> _WORK INSTRUCTION_:
For every record beneath this instruction, give an exact repetition, omitting images.

> _RECORDS SHOWN_:
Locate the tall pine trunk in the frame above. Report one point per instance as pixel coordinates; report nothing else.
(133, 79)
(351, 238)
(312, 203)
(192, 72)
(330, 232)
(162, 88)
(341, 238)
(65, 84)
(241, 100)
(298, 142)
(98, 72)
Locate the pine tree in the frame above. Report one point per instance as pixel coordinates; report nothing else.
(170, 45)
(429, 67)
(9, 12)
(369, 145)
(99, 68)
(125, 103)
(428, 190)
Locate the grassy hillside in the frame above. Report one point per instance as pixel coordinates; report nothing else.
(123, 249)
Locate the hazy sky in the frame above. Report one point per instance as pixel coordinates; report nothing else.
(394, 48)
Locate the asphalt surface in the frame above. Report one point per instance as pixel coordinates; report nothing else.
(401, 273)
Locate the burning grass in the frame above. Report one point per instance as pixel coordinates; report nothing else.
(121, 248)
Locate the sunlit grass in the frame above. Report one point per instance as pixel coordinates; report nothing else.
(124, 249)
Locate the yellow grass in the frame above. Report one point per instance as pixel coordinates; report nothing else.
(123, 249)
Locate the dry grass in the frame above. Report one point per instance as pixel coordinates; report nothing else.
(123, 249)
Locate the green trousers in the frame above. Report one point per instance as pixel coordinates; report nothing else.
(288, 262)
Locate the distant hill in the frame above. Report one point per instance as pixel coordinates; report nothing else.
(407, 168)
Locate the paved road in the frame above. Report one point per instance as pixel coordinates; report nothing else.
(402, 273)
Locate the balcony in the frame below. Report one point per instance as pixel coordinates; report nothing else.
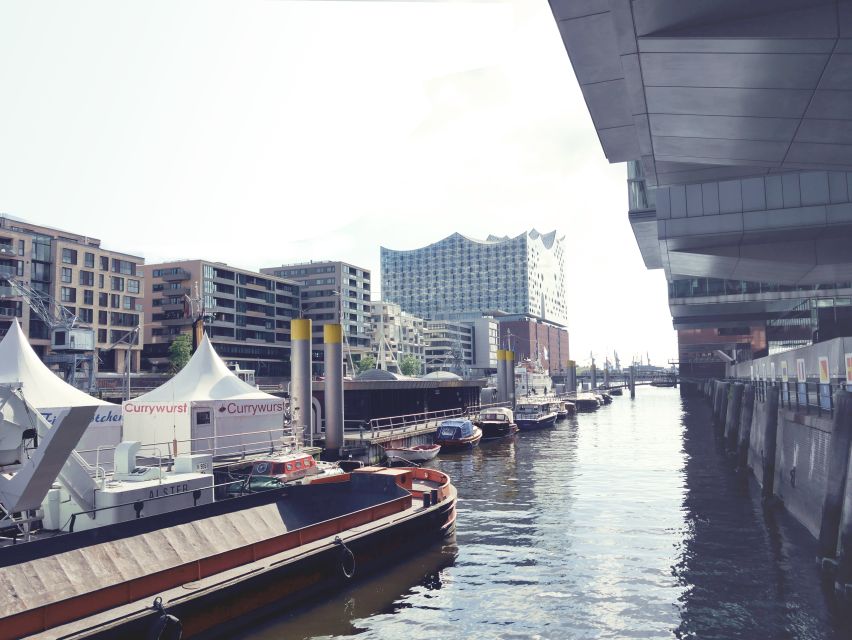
(177, 275)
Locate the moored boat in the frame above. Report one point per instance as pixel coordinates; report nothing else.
(212, 569)
(418, 453)
(587, 402)
(458, 433)
(534, 414)
(496, 423)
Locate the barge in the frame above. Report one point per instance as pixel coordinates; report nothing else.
(201, 569)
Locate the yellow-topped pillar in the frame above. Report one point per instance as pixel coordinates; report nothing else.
(301, 397)
(333, 341)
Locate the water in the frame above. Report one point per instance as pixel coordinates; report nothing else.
(626, 523)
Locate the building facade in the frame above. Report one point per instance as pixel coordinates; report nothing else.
(396, 334)
(247, 314)
(333, 292)
(520, 275)
(103, 288)
(536, 340)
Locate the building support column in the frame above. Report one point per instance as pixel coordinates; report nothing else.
(836, 486)
(300, 376)
(333, 343)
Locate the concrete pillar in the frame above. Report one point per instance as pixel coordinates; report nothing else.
(732, 416)
(510, 377)
(300, 374)
(770, 441)
(722, 415)
(838, 466)
(332, 335)
(744, 436)
(502, 394)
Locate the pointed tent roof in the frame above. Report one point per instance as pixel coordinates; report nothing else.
(42, 388)
(205, 377)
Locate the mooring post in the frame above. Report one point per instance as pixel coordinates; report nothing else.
(744, 435)
(300, 376)
(732, 416)
(836, 490)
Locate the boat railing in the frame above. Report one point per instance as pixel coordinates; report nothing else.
(220, 446)
(392, 425)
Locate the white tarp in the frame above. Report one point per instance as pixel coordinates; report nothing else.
(51, 395)
(206, 403)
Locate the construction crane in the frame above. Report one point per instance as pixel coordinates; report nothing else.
(72, 344)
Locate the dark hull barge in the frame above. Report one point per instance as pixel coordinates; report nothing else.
(204, 568)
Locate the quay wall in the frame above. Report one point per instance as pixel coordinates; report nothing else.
(801, 465)
(801, 460)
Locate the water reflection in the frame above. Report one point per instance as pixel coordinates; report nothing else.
(625, 523)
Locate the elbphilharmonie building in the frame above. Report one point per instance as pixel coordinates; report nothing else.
(524, 275)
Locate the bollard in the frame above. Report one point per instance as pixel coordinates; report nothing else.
(732, 415)
(746, 416)
(770, 441)
(836, 487)
(300, 375)
(502, 395)
(724, 388)
(333, 343)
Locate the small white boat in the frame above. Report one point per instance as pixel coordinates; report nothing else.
(419, 453)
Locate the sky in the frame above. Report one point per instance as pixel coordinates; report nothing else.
(266, 132)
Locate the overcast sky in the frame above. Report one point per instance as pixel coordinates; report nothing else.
(258, 133)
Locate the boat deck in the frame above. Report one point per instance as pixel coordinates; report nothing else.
(106, 619)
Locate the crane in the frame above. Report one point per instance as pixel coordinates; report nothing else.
(72, 344)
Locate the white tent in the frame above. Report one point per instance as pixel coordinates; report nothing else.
(205, 408)
(52, 396)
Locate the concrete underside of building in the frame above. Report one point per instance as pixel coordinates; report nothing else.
(736, 121)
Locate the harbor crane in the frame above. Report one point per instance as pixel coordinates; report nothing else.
(72, 344)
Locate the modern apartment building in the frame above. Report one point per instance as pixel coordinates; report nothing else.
(103, 288)
(396, 334)
(333, 292)
(247, 314)
(520, 275)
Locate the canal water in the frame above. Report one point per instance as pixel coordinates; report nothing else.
(625, 523)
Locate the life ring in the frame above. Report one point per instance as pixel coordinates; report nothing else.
(346, 557)
(166, 626)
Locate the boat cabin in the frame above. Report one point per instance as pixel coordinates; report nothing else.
(455, 429)
(498, 414)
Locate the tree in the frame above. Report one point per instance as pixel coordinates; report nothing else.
(409, 365)
(180, 350)
(366, 362)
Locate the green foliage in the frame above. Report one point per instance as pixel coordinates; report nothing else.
(366, 362)
(180, 350)
(409, 365)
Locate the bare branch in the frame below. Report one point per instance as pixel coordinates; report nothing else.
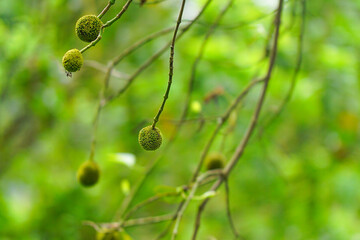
(241, 147)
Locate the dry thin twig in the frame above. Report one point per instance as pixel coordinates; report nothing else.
(241, 147)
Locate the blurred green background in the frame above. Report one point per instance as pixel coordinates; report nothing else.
(299, 180)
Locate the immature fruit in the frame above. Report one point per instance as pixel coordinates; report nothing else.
(72, 60)
(88, 173)
(215, 161)
(88, 27)
(150, 139)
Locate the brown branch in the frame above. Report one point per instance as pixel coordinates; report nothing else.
(220, 124)
(129, 198)
(196, 62)
(241, 147)
(295, 74)
(228, 211)
(171, 64)
(108, 6)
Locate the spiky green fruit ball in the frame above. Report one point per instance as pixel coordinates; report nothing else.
(88, 27)
(215, 161)
(150, 138)
(88, 173)
(72, 60)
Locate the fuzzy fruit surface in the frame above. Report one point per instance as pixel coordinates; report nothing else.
(215, 161)
(88, 27)
(150, 139)
(88, 173)
(72, 60)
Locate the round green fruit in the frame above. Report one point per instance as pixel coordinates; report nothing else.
(88, 27)
(150, 138)
(88, 173)
(72, 60)
(215, 161)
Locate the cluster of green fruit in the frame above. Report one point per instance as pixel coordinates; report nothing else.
(87, 28)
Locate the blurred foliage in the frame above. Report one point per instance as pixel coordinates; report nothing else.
(300, 180)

> _SOLUTION FOR THIS PROBLEM_:
Locate the tall pine trunk in the frame above. Report one point per instance as pixel coordinates; report nothing else.
(133, 79)
(351, 238)
(312, 203)
(192, 72)
(330, 232)
(162, 88)
(341, 238)
(65, 84)
(241, 100)
(298, 142)
(98, 72)
Locate the pine tree in the frame above. Report one point per instance as pixel coordinates; report nothing else.
(170, 45)
(429, 67)
(9, 12)
(369, 145)
(99, 68)
(125, 103)
(428, 190)
Locate the grassy hillside in the frame above. Report one point per instance as pixel coordinates; report nothing else.
(123, 249)
Locate the hazy sky in the frame above. Report one point per instance as pixel coordinates; report nothing else.
(394, 48)
Locate the asphalt surface in the frame above. Report one point per instance as pixel coordinates; report nothing else.
(401, 273)
Locate the burning grass in the frame above. Report one point per instance as pixel coordinates; report nothing else.
(121, 248)
Locate the sunlit grass in the frame above. Report one point per instance as pixel coordinates; report nothing else.
(124, 249)
Locate the yellow grass in the frame above. Report one point per instance as pixel coordinates; report nothing else.
(123, 249)
Locate the dry grass in the frame above. Report one point per instance as pixel coordinates; report nothing else.
(123, 249)
Locate the green trousers in the frame above. Report one point per instance as pixel coordinates; report nothing else.
(288, 262)
Locate the distant hill in the frame above. Report one point per instance as pixel coordinates; report nothing else.
(407, 168)
Locate the paved road in the frame above. Report one point per instance as pixel coordinates; report nothing else.
(402, 273)
Locate the balcony in the frame below. Report one point per instance as pixel coordinates; report nothing else.
(177, 275)
Locate the moored boat in the frame above. Report one point per instance as pixel coordinates; report nothing else.
(212, 569)
(418, 453)
(587, 402)
(458, 433)
(534, 414)
(496, 423)
Locate the barge in the frame above. Report one point per instance as pixel coordinates; report nothing else.
(201, 569)
Locate the yellow-topped pillar in the frame above. Report one point per instance as pixel coordinates; report nothing else.
(301, 397)
(333, 341)
Locate the water in the frame above. Report one point per instance as pixel coordinates; report nothing else.
(626, 523)
Locate the building facade in the frame above. Report one point per instance as pixel coordinates; report nothing else.
(396, 334)
(247, 314)
(333, 292)
(520, 275)
(103, 288)
(536, 340)
Locate the building support column in the frame above. Report one point per instance as pixel coordinates; report nothing else.
(836, 486)
(300, 376)
(333, 343)
Locate the concrete pillar in the frame above. Report one point per instance as pixel coordinates; report nothing else.
(732, 416)
(510, 377)
(300, 374)
(770, 441)
(722, 415)
(838, 466)
(332, 335)
(744, 436)
(502, 394)
Locate the pointed tent roof in the frame above. Report one point per instance as pixel coordinates; report nothing else.
(42, 388)
(205, 377)
Locate the mooring post in the frame above. Report one point per instance as pixel coordinates; report nothing else.
(744, 435)
(300, 376)
(732, 416)
(836, 490)
Locate the boat railing in the frame above. Report one point per instance as pixel coordinates; report nothing else.
(220, 446)
(392, 425)
Locate the white tarp in the frame above. Report one point per instance as pixel coordinates; report nothing else.
(51, 395)
(206, 403)
Locate the construction crane in the frame above. Report one point per instance as pixel coordinates; report nothing else.
(72, 344)
Locate the dark hull barge in the frame above. Report one point per instance as pixel coordinates; report nothing else.
(204, 568)
Locate the quay wall in the frame above. Report one point per instance as pixel coordinates; report nothing else.
(801, 465)
(801, 460)
Locate the water reflection in the frame above. Report one point per instance as pixel coordinates; report nothing else.
(625, 523)
Locate the elbphilharmonie building in the frame above. Report one point per instance as pixel coordinates; report nothing else.
(524, 275)
Locate the bollard in the frame above. Report one point per instance as pixel coordinates; report nothing else.
(732, 415)
(746, 416)
(770, 441)
(836, 487)
(300, 375)
(502, 395)
(724, 388)
(333, 343)
Locate the small white boat in the frame above. Report one point per instance as pixel coordinates; report nothing else.
(419, 453)
Locate the sky in the frame above. Report one point per instance as pixel coordinates; report nothing else.
(266, 132)
Locate the overcast sky in the frame above. Report one point per instance as pixel coordinates; report nothing else.
(258, 133)
Locate the boat deck in the frame above. Report one point per instance as pixel coordinates; report nothing else.
(106, 619)
Locate the crane in the frame above. Report one point per instance as pixel coordinates; report nothing else.
(72, 344)
Locate the white tent in the frame above. Report one point per instance as pixel coordinates; report nothing else.
(205, 408)
(52, 396)
Locate the concrete underside of building in the frame above. Report one point per instance as pixel coordinates; report nothing else.
(736, 121)
Locate the harbor crane in the frame above. Report one point per instance as pixel coordinates; report nothing else.
(72, 344)
Locate the modern apartment building in the frame above. Report one point per instance as pixel coordinates; report nothing else.
(103, 288)
(396, 334)
(333, 292)
(247, 314)
(520, 275)
Locate the canal water in the frame above. Report one point per instance as pixel coordinates; report nothing else.
(625, 523)
Locate the life ring in the frame above. Report one point per instance as pixel coordinates; report nothing else.
(346, 557)
(166, 626)
Locate the boat cabin in the frame above. Report one point per instance as pixel coordinates; report nothing else.
(455, 429)
(498, 414)
Locate the tree in the frame above. Report one point per instance as pixel coordinates; report nothing else.
(409, 365)
(180, 350)
(366, 362)
Locate the green foliage in the frame above. Report one point per instance as pixel coordinates; report nothing else.
(366, 362)
(180, 350)
(409, 365)
Locate the bare branch in the frame below. Report one point per instance as pixel coordinates; report nothing else.
(241, 147)
Locate the dry thin twig in the frame above. Report one point per instance as pixel coordinates; report nothing else.
(241, 147)
Locate the blurred green background in the frame above. Report one point per instance as pixel coordinates; report nothing else.
(299, 180)
Locate the immature fruit in the frame above. Report one point per instance as pixel coordinates; report nothing else.
(72, 60)
(88, 173)
(215, 161)
(88, 27)
(150, 139)
Locate the brown branch in the frame above. Report one point per instance as pixel coordinates; report nothing else.
(220, 124)
(129, 198)
(196, 62)
(241, 147)
(295, 74)
(228, 211)
(171, 64)
(108, 6)
Locate the spiky green fruit ball in the frame above. Report one point per instance as pixel coordinates; report nothing else.
(88, 27)
(215, 161)
(150, 138)
(88, 173)
(72, 60)
Locate the fuzzy fruit surface in the frame above. Report one point per instance as pixel coordinates; report nothing else.
(215, 161)
(88, 27)
(150, 139)
(88, 173)
(72, 60)
Locate the round green fruit in the frame above. Report one point per instance as pixel coordinates; report nothing else.
(88, 27)
(150, 138)
(88, 173)
(72, 60)
(215, 161)
Locate the cluster of green fruit in the frame above. Report one point per instance as pixel coordinates; report nothing else.
(87, 28)
Locate the blurred foliage in the frame above. Report one point per instance as pixel coordinates; report nothing else.
(300, 180)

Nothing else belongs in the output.